▸ **Set problem 1**
Answer from the court fees text:
(a) What did issuing a claim worth over £50,000 cost in England and Wales after January 2005?
(b) Which English courts make a profit?
(c) At what rate were new zlotys introduced in 1994?

Google searches on the costs of issuing proceedings in other jurisdictions produced the following information on the costs of issuing a claim worth over £50,000 in various jurisdictions, chosen at random. It should not be taken as authoritative, but gives an interesting guide:
England and Wales : before April 2003 £500, April 2003-Dec.
2004 £600, after Jan. 2005 £700.
Maine Supreme Court : $120
Connecticut Supreme Court : $225
US Federal District court : $150
Ontario Superior Court : CA$157
Queensland : AU$435 (about £170; $870 for a company)
Hong Kong : HK$1045 (about £70)
France : gratis
Spain : gratis
British government policy is expressly that English and Welsh court fees should cover the cost of the court service. The underlying view is of course that public functions work best if they are subject to market disciplines, and one way of introducing market discipline is to ensure that the consumers of a service or facility meet its costs as directly as possible. Other western European countries, regardless of political colour, do not have anything like such a pure ‘capitalistic’ approach to the provision of services which are regarded as being public services. The figures above also nicely illustrate the well-known paradox that the US is, like Western Europe, far behind Britain in introducing market discipline to public services. It is tribute to Thatcherism that in Britain even the left have accepted the logic of market discipline in the public sector. Market discipline does however has its limits even in the English court system. A high degree of cross-subsidy between courts is tolerated. The family courts are a big loss-maker. The County Courts and Insolvency Courts make a profit.
Very high fees breach human rights: If the British Labourites are unusual in their determination that the English court system should pay for itself, Polish communists went further and used court fees as major source of state revenue. Since the fall of communism Poland has continued to struggle with high court fees, assessed in part as a percentage of the value of the claim.
In Kreuz v Poland the claimant objected to being required to pay a court fee at the already reduced rate of PLZ 100,000,000 (that is old zlotys: in 1994 new zlotys were introduced at 1 new zloty to 10,000 old zlotys). That sounds a lot. The judgment does not make clear the sums involved in a more recognizable currency, but according to my calculation, it seems to have been a court fee of about US$4400 (at the dollar rate then current) in a case worth $27,000. This must be placed in the context of Polish wages and prices in 1993. The ECHR found that the fees breached Art. 6 of the European Convention on Human Rights. At paragraph 60 it said,
“The Court accordingly holds that the requirement to pay fees to civil courts in connection with claims they are asked to determine cannot be regarded as a restriction on the right of access to a court that is incompatible per se with Article 6 § 1 of the Convention. It reiterates, however, that the amount of the fees assessed in the light of the particular circumstances of a given case, including the applicant’s ability to pay them, and the phase of the proceedings at which that restriction has been imposed are factors which are material in determining whether or not a person enjoyed his right of access and had “a ... hearing by [a] tribunal""

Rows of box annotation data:
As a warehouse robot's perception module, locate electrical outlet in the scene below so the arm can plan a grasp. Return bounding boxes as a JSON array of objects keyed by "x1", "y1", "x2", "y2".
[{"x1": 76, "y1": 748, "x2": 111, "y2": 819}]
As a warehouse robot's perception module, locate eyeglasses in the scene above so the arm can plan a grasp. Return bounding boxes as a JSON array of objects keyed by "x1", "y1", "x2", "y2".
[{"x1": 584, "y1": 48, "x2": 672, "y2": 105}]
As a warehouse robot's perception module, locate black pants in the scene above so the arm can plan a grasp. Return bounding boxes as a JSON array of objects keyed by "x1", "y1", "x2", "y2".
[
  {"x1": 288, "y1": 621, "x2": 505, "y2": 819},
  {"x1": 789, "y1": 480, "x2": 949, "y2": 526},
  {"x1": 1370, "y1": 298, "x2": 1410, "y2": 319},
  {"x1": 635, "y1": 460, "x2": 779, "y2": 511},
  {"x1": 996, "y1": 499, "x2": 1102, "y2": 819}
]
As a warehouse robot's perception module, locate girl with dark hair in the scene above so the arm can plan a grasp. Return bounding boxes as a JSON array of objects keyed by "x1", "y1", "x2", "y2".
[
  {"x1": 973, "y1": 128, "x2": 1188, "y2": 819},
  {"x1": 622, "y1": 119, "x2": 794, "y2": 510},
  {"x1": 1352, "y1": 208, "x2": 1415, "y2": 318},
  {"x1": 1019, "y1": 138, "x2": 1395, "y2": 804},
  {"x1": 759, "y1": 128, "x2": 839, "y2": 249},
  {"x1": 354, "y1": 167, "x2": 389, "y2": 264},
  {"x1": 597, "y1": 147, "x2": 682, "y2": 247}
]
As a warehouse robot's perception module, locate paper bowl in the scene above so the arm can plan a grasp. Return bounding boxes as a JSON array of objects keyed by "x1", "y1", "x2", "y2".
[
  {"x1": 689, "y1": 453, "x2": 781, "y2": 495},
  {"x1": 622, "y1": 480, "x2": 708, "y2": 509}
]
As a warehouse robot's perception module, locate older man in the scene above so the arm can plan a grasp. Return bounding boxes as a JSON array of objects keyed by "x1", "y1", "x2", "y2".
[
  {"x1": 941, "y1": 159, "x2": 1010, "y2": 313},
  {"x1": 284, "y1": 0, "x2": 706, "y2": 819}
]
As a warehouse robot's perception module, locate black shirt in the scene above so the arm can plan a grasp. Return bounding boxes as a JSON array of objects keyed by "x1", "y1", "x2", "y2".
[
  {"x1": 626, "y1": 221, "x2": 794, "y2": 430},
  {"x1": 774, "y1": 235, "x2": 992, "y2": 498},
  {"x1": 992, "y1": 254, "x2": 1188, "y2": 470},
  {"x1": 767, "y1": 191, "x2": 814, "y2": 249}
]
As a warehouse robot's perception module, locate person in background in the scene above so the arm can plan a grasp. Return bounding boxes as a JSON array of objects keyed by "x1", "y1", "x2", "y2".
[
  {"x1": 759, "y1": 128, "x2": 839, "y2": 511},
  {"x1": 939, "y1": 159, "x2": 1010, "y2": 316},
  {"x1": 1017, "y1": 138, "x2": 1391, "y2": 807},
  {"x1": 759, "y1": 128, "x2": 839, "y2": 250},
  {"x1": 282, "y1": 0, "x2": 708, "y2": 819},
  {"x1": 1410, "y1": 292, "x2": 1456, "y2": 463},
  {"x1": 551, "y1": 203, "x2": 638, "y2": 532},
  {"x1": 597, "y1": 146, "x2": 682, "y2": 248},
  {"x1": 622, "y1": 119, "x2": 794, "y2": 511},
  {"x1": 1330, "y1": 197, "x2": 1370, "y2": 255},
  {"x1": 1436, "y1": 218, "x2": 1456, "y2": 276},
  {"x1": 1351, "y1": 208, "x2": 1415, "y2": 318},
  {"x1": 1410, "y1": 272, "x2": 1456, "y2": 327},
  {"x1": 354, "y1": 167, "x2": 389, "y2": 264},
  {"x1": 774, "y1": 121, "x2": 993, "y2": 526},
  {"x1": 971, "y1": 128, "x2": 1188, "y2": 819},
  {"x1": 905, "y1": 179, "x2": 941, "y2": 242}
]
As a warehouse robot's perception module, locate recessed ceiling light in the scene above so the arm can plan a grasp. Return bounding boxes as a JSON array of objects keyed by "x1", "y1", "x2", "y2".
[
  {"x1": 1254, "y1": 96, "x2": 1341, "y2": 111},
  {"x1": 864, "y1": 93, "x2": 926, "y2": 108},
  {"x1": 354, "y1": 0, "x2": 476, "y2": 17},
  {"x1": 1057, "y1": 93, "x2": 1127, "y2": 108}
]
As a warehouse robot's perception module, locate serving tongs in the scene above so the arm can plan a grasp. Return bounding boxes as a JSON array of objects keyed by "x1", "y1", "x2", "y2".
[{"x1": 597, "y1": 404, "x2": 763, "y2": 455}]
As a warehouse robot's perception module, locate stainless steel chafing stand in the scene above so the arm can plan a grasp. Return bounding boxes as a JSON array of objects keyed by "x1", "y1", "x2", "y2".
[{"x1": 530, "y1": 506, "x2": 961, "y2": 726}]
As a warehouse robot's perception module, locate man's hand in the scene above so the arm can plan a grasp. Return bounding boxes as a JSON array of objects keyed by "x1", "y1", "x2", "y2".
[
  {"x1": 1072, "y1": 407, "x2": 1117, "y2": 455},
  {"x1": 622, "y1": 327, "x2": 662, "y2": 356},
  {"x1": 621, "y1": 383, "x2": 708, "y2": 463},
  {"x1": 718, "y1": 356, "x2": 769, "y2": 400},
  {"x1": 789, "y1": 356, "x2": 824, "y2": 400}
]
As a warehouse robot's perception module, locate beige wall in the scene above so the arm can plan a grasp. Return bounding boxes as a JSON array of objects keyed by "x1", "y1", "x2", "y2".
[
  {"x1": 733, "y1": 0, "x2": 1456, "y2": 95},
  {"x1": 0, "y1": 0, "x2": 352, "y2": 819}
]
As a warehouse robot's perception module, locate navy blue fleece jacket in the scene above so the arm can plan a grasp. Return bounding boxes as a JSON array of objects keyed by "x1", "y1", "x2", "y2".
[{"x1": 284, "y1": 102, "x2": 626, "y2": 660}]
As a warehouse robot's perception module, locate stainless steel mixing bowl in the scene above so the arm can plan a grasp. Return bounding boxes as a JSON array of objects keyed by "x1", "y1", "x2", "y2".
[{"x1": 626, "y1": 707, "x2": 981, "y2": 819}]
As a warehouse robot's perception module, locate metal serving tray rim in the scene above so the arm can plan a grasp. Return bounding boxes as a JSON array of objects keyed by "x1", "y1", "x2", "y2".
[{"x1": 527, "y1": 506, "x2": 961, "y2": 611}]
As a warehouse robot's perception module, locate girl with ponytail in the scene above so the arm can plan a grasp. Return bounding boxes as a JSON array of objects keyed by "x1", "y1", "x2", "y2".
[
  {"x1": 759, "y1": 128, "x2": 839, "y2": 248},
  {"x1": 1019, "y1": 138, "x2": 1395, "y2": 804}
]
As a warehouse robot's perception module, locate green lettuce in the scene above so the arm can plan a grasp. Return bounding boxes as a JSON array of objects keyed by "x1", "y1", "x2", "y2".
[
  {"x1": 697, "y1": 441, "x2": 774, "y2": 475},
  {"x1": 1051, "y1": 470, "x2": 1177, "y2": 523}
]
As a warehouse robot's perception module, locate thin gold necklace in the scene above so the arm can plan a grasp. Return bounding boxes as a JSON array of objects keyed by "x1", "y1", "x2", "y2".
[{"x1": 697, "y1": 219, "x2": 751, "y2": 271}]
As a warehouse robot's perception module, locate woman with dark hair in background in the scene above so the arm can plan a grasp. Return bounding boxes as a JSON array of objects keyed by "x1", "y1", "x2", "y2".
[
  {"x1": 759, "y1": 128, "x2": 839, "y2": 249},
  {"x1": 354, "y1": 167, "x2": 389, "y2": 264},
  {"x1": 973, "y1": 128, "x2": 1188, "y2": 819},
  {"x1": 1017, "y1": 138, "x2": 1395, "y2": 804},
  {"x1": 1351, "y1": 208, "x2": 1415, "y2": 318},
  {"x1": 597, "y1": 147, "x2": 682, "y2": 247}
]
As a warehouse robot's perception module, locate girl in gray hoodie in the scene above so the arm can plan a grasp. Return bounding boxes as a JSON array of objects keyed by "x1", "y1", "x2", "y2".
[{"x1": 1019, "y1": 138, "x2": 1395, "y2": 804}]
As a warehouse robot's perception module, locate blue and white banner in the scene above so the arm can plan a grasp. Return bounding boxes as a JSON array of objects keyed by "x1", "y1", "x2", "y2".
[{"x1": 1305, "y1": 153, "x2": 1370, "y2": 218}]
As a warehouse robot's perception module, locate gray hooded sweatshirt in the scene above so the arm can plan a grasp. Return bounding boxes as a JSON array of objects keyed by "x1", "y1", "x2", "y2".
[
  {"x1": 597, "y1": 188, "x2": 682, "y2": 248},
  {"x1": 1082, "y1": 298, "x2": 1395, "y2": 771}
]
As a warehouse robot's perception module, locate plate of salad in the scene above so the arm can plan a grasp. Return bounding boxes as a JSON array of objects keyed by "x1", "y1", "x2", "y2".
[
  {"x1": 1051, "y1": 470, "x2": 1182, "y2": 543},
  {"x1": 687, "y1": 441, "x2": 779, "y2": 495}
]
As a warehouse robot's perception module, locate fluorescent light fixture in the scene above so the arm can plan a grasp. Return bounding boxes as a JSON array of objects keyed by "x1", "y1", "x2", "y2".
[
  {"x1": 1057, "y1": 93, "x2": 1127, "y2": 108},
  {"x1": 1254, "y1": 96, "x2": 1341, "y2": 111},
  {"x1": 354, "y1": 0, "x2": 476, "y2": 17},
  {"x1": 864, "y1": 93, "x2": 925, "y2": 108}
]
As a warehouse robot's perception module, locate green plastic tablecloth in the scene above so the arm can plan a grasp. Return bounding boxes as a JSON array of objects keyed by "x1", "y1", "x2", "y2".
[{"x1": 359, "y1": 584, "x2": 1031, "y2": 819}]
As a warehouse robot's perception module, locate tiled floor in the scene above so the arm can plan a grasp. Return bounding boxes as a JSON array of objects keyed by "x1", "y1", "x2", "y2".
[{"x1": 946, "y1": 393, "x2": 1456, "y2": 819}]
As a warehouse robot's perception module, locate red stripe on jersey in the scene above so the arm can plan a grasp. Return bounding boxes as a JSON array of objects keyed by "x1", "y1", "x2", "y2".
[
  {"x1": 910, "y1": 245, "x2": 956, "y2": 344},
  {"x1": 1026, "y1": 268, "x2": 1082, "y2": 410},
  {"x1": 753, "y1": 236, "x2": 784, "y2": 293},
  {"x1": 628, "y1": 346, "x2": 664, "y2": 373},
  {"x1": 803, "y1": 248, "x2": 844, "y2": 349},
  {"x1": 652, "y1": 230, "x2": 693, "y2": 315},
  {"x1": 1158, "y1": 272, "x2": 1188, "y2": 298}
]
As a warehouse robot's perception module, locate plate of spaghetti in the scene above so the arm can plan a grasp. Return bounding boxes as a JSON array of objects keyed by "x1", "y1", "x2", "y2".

▸ **Set problem 2**
Rescale everything in the entries from the line containing "As a warehouse robot's perception module, locate red" down to the end of the entries, requests included. Multiply every box coordinate in the answers by 1.75, round to whole numbers with halves going up, and give back only those lines.

▸ **Exercise result 1**
(a) £700
(b) The County Courts and Insolvency Courts
(c) 1 new zloty to 10,000 old zlotys

▸ **Exercise result 2**
As a warehouse robot's perception module, locate red stripe on jersey in the scene above so the arm can plan a grasp. Return bounding boxes as a JSON array of objects keyed by "x1", "y1", "x2", "y2".
[
  {"x1": 1593, "y1": 429, "x2": 1673, "y2": 602},
  {"x1": 1796, "y1": 469, "x2": 1894, "y2": 718},
  {"x1": 1318, "y1": 413, "x2": 1372, "y2": 513},
  {"x1": 1099, "y1": 606, "x2": 1162, "y2": 653},
  {"x1": 1405, "y1": 434, "x2": 1477, "y2": 611},
  {"x1": 1141, "y1": 403, "x2": 1213, "y2": 551},
  {"x1": 2027, "y1": 476, "x2": 2079, "y2": 522}
]
As a warehouse robot's perception module, locate plate of spaghetti in the scene above so the arm can plan a grasp. Return bounding boxes as a JSON array of objects keyed by "x1", "y1", "x2", "y2".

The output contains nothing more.